═══ The records
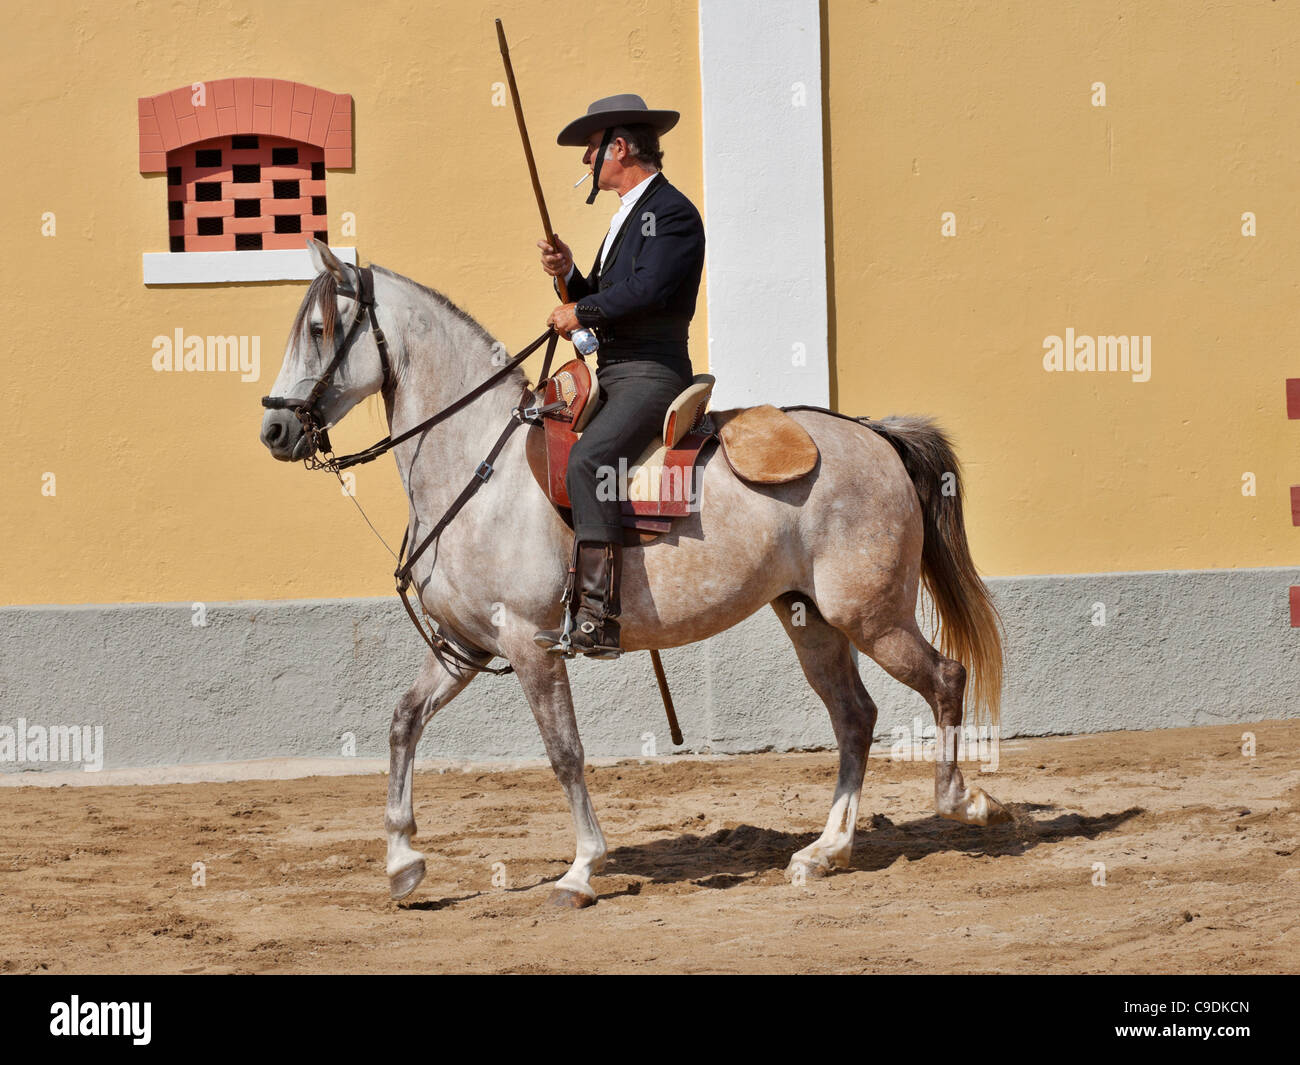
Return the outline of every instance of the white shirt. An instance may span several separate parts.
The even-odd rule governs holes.
[[[627,216],[632,213],[632,208],[636,206],[636,201],[641,198],[646,187],[658,176],[658,174],[659,171],[656,170],[639,185],[633,186],[619,197],[618,210],[610,220],[609,232],[605,234],[605,243],[600,246],[600,268],[602,271],[605,269],[605,256],[609,254],[609,246],[614,243],[614,238],[618,236],[618,231],[622,228],[623,222],[627,219]],[[574,269],[575,267],[570,266],[569,272],[564,275],[564,280],[566,282],[573,277]]]

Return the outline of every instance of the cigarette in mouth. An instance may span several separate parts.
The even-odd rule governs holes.
[[[582,184],[584,181],[586,181],[587,178],[589,178],[589,177],[591,177],[591,171],[590,171],[590,170],[588,170],[585,174],[583,174],[582,177],[578,178],[578,180],[575,181],[575,182],[573,183],[573,187],[576,189],[579,185],[581,185],[581,184]]]

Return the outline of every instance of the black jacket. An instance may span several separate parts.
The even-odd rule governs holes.
[[[578,321],[600,338],[599,363],[689,359],[687,332],[703,270],[700,212],[656,174],[615,234],[604,271],[597,249],[591,273],[575,270],[568,282]]]

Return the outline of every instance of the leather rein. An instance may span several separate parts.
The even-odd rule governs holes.
[[[357,273],[355,286],[350,289],[339,286],[338,294],[356,300],[356,314],[353,316],[352,321],[348,326],[346,335],[338,343],[334,352],[334,358],[331,360],[329,366],[326,367],[325,372],[317,380],[311,392],[308,393],[307,398],[298,400],[288,399],[281,396],[262,397],[263,407],[268,410],[293,411],[297,416],[298,421],[302,423],[303,434],[307,437],[308,443],[311,445],[311,451],[303,460],[308,469],[329,470],[331,473],[337,475],[340,471],[349,469],[352,466],[360,466],[362,463],[373,462],[375,459],[379,458],[380,455],[391,451],[403,441],[409,440],[413,436],[418,436],[419,434],[432,429],[439,422],[445,421],[453,414],[456,414],[458,411],[469,406],[469,404],[473,403],[474,400],[478,399],[479,396],[483,395],[483,393],[488,391],[488,389],[514,370],[520,363],[528,358],[529,355],[541,347],[543,343],[546,343],[546,361],[542,365],[542,373],[539,380],[543,382],[546,380],[547,374],[551,369],[551,359],[555,355],[555,345],[560,337],[560,335],[549,326],[547,327],[546,332],[520,351],[518,355],[515,355],[510,359],[501,367],[500,370],[492,374],[492,376],[482,384],[476,385],[474,388],[470,389],[470,391],[466,392],[455,402],[438,411],[437,414],[426,418],[418,425],[412,426],[410,429],[407,429],[398,436],[392,436],[390,434],[382,440],[376,441],[364,451],[358,451],[352,455],[336,456],[333,453],[333,449],[330,447],[329,432],[323,424],[324,420],[321,417],[320,411],[317,409],[317,404],[319,404],[320,398],[324,395],[325,390],[329,388],[330,383],[334,379],[334,374],[338,371],[339,366],[342,365],[344,358],[347,357],[347,354],[351,350],[352,344],[356,340],[357,335],[361,330],[361,326],[367,317],[370,319],[370,331],[374,335],[375,345],[379,349],[379,360],[384,371],[383,383],[380,385],[381,393],[388,388],[390,379],[394,379],[394,374],[388,358],[388,341],[384,337],[383,330],[379,328],[379,321],[375,315],[374,273],[370,267],[353,266],[353,269],[356,270]],[[313,343],[317,343],[315,334],[313,334]],[[319,345],[317,350],[319,351]],[[459,663],[462,668],[471,669],[477,673],[491,673],[496,676],[501,676],[506,673],[514,672],[514,667],[510,665],[493,668],[475,662],[447,639],[447,637],[438,632],[437,628],[433,624],[432,618],[429,619],[430,625],[426,629],[425,625],[423,625],[420,622],[420,619],[416,616],[415,610],[411,607],[411,601],[407,598],[406,593],[411,586],[411,570],[415,566],[415,563],[428,549],[429,545],[442,535],[443,530],[451,524],[452,519],[460,513],[461,508],[470,501],[470,498],[480,488],[482,488],[483,485],[487,484],[488,478],[490,478],[493,473],[494,467],[492,464],[496,461],[497,456],[500,455],[501,449],[505,447],[506,441],[510,439],[510,434],[520,425],[525,423],[529,425],[540,424],[538,419],[542,414],[547,413],[552,407],[563,406],[563,403],[555,403],[551,404],[550,407],[541,407],[534,403],[532,406],[525,408],[524,403],[531,397],[531,391],[525,386],[523,398],[520,400],[519,405],[511,411],[510,421],[506,423],[506,427],[501,431],[501,435],[497,437],[496,443],[492,445],[492,449],[488,452],[487,458],[478,464],[478,467],[474,470],[474,476],[470,478],[469,483],[461,490],[460,495],[456,497],[455,501],[447,508],[442,517],[438,519],[437,523],[430,530],[429,534],[420,542],[419,546],[409,555],[406,553],[411,536],[411,527],[409,524],[406,527],[406,531],[402,534],[402,546],[398,552],[397,559],[398,567],[393,573],[393,576],[397,581],[397,595],[402,600],[402,606],[406,608],[406,613],[410,617],[412,624],[415,625],[420,636],[423,637],[424,642],[429,645],[429,649],[434,653],[438,660],[442,662],[444,668],[448,668],[447,663],[443,660],[443,656],[446,655]],[[320,456],[319,458],[317,457],[318,455]],[[405,561],[403,561],[403,559],[405,559]],[[428,617],[428,612],[424,610],[424,603],[422,601],[420,603],[420,610],[426,617]],[[471,651],[471,654],[475,653],[473,649],[469,650]],[[486,654],[487,652],[483,651],[477,652],[480,659],[483,659],[483,656]],[[486,660],[490,661],[491,658],[491,655],[487,655]],[[450,672],[450,669],[448,669],[448,671]]]

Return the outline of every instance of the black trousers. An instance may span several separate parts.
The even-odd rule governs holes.
[[[690,364],[676,369],[637,359],[596,371],[603,397],[600,409],[569,453],[565,486],[573,504],[573,531],[579,541],[621,544],[622,508],[618,499],[619,459],[635,462],[664,427],[664,415],[690,387]]]

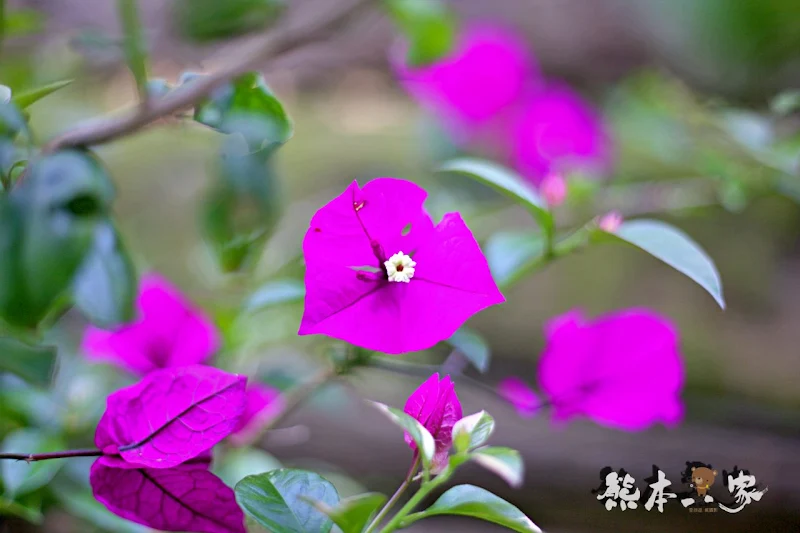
══════
__Work item__: Once the lines containing "black" in the data above are counted, give the total by itself.

__Expected answer__: 2